_Problem requirements:_ Arrange all of the entries below as a two-column CSV with the headers "request" and "answer", one row per entry. Put each entry's request text and its answer in their own quoted fields, with any line breaks replaced by spaces.

Region labeling entries:
--- START ---
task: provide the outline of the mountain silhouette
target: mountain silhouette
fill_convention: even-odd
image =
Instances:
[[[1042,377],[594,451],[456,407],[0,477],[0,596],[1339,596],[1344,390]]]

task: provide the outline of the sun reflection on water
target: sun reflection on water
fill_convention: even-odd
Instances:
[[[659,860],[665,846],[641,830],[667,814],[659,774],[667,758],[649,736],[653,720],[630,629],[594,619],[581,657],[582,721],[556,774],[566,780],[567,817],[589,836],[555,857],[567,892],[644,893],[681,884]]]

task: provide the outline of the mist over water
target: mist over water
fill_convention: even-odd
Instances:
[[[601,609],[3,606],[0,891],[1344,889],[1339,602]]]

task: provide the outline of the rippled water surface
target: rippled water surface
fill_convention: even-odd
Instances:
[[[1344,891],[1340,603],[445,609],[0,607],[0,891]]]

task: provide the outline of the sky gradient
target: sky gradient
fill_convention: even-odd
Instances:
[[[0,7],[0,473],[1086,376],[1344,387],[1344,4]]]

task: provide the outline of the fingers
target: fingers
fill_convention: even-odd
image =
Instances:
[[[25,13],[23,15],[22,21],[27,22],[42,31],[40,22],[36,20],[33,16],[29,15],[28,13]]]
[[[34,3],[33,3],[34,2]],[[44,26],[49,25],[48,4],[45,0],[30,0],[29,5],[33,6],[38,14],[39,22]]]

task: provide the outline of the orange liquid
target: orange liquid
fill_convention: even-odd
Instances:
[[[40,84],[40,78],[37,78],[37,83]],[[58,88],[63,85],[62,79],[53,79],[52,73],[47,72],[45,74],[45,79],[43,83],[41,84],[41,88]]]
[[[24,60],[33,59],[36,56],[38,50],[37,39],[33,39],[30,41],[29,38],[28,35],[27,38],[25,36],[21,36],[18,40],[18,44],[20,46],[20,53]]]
--- END ---
_Full output:_
request,answer
"task: provide the outline of the mountain silhouette target: mountain silhouette fill_convention: even-odd image = Instances:","[[[1042,377],[594,451],[456,407],[0,477],[0,596],[1339,596],[1344,390]]]"
"task: provide the outline of the sun reflection on water target: sun reflection on water fill_convention: even-odd Instances:","[[[659,860],[665,846],[641,830],[667,814],[659,774],[667,758],[649,736],[653,720],[630,629],[594,619],[581,657],[582,721],[556,774],[566,780],[567,817],[589,836],[555,857],[567,892],[644,893],[681,884]]]"
"task: provide the outline of the mist over water target: mist over water fill_convention: even-odd Instances:","[[[601,609],[3,606],[0,891],[1344,889],[1339,602]]]"
"task: provide the outline of the rippled water surface target: rippled water surface fill_convention: even-odd Instances:","[[[1344,891],[1340,603],[445,609],[0,607],[0,891]]]"
"task: provide the outline of the sky gradient target: sky gradient fill_convention: even-odd Instances:","[[[0,7],[0,473],[1086,376],[1344,387],[1344,4]]]"
"task: provide the outline of the fingers target: fingers fill_convention: even-odd image = Instances:","[[[25,13],[23,15],[22,21],[27,22],[42,31],[40,22],[36,20],[33,16],[29,15],[28,13]]] [[[34,3],[33,3],[34,2]],[[44,26],[49,25],[48,4],[45,0],[30,0],[29,5],[33,6],[38,14],[39,22]]]"
"task: provide the outline of the orange liquid target: orange liquid fill_convention: even-odd Instances:","[[[40,84],[40,78],[37,78],[37,83]],[[58,88],[63,85],[62,79],[53,79],[52,73],[47,72],[45,74],[45,79],[43,83],[41,84],[41,88]]] [[[24,60],[33,59],[36,56],[38,50],[37,39],[33,39],[30,41],[29,38],[28,35],[27,38],[25,36],[21,36],[18,40],[18,44],[20,46],[20,53]]]"